Exercise goal: Please reproduce all of the data below word for word, leaving out the pictures.

##### Dataset entries

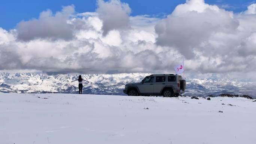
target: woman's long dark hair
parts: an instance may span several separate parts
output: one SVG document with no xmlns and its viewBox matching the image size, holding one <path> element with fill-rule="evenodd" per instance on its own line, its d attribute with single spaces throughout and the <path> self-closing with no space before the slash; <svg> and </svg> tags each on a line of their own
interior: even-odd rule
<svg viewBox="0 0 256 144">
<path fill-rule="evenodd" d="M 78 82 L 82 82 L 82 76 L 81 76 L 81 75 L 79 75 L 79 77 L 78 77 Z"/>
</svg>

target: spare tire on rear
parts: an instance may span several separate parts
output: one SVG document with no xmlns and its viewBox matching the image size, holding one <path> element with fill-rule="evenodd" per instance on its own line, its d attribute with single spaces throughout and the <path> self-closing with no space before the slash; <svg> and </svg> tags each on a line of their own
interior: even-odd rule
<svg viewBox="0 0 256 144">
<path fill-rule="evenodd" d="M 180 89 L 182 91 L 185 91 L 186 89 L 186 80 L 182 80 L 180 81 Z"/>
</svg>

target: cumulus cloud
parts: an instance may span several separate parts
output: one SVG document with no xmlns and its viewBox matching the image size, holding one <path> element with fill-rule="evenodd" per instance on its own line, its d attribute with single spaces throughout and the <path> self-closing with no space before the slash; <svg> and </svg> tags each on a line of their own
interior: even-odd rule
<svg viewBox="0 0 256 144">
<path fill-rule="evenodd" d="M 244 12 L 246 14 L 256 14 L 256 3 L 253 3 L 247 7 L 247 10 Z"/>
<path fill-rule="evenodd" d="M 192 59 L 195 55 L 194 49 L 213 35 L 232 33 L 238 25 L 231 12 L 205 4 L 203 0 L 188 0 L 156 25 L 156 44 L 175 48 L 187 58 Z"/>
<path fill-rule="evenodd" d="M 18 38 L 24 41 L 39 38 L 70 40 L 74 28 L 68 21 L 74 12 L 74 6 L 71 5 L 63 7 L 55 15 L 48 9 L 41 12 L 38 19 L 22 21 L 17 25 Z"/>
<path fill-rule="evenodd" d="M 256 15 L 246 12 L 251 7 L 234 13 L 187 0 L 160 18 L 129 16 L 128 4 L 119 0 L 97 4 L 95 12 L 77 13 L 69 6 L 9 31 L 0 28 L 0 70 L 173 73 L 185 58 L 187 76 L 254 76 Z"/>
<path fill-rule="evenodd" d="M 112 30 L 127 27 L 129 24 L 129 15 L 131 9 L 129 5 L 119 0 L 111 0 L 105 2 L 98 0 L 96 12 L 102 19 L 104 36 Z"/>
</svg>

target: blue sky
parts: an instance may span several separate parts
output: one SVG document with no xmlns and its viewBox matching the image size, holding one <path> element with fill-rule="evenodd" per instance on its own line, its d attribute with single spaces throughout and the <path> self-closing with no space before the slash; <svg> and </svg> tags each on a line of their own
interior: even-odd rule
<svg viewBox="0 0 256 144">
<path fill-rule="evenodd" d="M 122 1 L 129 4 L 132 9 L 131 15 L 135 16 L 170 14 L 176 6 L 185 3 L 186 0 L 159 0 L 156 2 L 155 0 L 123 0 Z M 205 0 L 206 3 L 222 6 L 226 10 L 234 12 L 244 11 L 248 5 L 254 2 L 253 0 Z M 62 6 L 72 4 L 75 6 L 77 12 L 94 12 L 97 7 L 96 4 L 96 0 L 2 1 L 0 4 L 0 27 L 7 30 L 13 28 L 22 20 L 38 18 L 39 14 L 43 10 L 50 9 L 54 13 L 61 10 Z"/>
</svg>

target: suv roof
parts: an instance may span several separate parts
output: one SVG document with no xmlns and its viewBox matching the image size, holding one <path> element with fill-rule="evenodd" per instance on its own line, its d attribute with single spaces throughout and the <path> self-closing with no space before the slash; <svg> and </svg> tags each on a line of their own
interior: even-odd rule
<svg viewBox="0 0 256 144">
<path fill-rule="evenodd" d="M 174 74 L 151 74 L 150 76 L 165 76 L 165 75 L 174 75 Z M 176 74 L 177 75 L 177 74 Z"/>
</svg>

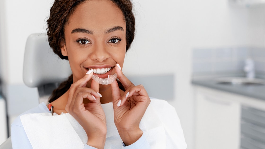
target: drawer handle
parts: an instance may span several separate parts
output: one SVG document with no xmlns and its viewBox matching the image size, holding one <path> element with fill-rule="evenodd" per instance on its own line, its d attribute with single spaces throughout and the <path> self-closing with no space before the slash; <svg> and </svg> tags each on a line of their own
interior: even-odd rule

##########

The answer:
target: woman's long dark hair
parts: an instance may span several separate parts
output: one SVG document with no xmlns and its viewBox matching the image size, holding one <path> element with fill-rule="evenodd" per instance on its own line, its d attribute with single spaces throughout and the <path> self-closing with no space before the slash; <svg> and </svg> tags each on a line of their own
interior: even-odd rule
<svg viewBox="0 0 256 144">
<path fill-rule="evenodd" d="M 78 82 L 82 82 L 82 76 L 81 76 L 81 75 L 79 75 L 79 77 L 78 77 Z"/>
</svg>

target: spare tire on rear
parts: an instance may span several separate parts
output: one SVG document with no xmlns and its viewBox matching the image size, holding one <path> element with fill-rule="evenodd" per instance on its own line, its d attribute with single spaces throughout and the <path> self-closing with no space before the slash; <svg> and </svg> tags each on a line of their own
interior: even-odd rule
<svg viewBox="0 0 256 144">
<path fill-rule="evenodd" d="M 180 89 L 182 91 L 185 91 L 186 89 L 186 80 L 182 80 L 180 81 Z"/>
</svg>

target: cumulus cloud
parts: an instance may span several separate parts
output: one SVG document with no xmlns and its viewBox matching the image size, holding one <path> element with fill-rule="evenodd" per instance on its own line, its d attribute with single spaces throughout and the <path> self-closing with no space before the slash; <svg> and </svg> tags each on a line of their own
interior: even-odd rule
<svg viewBox="0 0 256 144">
<path fill-rule="evenodd" d="M 244 12 L 246 14 L 256 14 L 256 3 L 253 3 L 247 7 L 247 10 Z"/>
<path fill-rule="evenodd" d="M 192 59 L 195 55 L 194 49 L 213 35 L 232 33 L 238 25 L 231 12 L 205 4 L 203 0 L 188 0 L 156 25 L 156 44 L 175 48 L 187 58 Z"/>
<path fill-rule="evenodd" d="M 18 38 L 24 41 L 39 38 L 70 40 L 74 28 L 68 21 L 74 12 L 74 6 L 71 5 L 63 7 L 55 15 L 48 9 L 41 12 L 38 19 L 22 21 L 17 25 Z"/>
<path fill-rule="evenodd" d="M 256 15 L 246 12 L 251 7 L 234 13 L 187 0 L 160 18 L 129 16 L 128 4 L 119 0 L 97 4 L 95 12 L 77 13 L 69 6 L 9 31 L 0 28 L 0 70 L 173 73 L 185 58 L 187 76 L 254 76 Z"/>
<path fill-rule="evenodd" d="M 112 30 L 127 27 L 129 24 L 129 15 L 131 9 L 129 5 L 119 0 L 111 0 L 105 2 L 98 0 L 96 12 L 102 19 L 104 36 Z"/>
</svg>

target: blue sky
parts: an instance may span several separate parts
output: one SVG document with no xmlns and its viewBox matching the image size, holding one <path> element with fill-rule="evenodd" per instance on its own line, its d attribute with single spaces throughout and the <path> self-closing with no space before the slash; <svg> and </svg> tags each on a line of their own
interior: even-odd rule
<svg viewBox="0 0 256 144">
<path fill-rule="evenodd" d="M 122 1 L 129 4 L 132 9 L 131 15 L 135 16 L 170 14 L 176 6 L 185 3 L 186 0 L 159 0 L 156 2 L 155 0 L 123 0 Z M 205 0 L 206 3 L 222 6 L 226 10 L 234 12 L 244 11 L 248 5 L 254 2 L 253 0 Z M 62 6 L 72 4 L 75 6 L 77 12 L 94 12 L 97 7 L 96 4 L 96 0 L 2 1 L 0 4 L 0 27 L 7 30 L 13 28 L 22 20 L 38 18 L 39 14 L 43 10 L 50 9 L 54 13 L 61 10 Z"/>
</svg>

target: suv roof
parts: an instance may span several separate parts
output: one SVG document with no xmlns and its viewBox matching the image size, holding one <path> element with fill-rule="evenodd" per instance on its own line, its d attribute with single spaces throughout and the <path> self-closing with no space before the slash; <svg> and </svg> tags each on a line of their own
interior: even-odd rule
<svg viewBox="0 0 256 144">
<path fill-rule="evenodd" d="M 174 74 L 151 74 L 150 76 L 165 76 L 165 75 L 174 75 Z M 176 74 L 177 75 L 177 74 Z"/>
</svg>

target: drawer handle
parts: an instance may span several separate parts
output: one SVG document with no xmlns and its viewBox matching the image size, holding one <path> element with fill-rule="evenodd" per instance on its own line, its d attribute with single spaces throughout and the <path> self-closing with no space before the slash; <svg> and </svg> tags each on a line of their own
interior: even-odd rule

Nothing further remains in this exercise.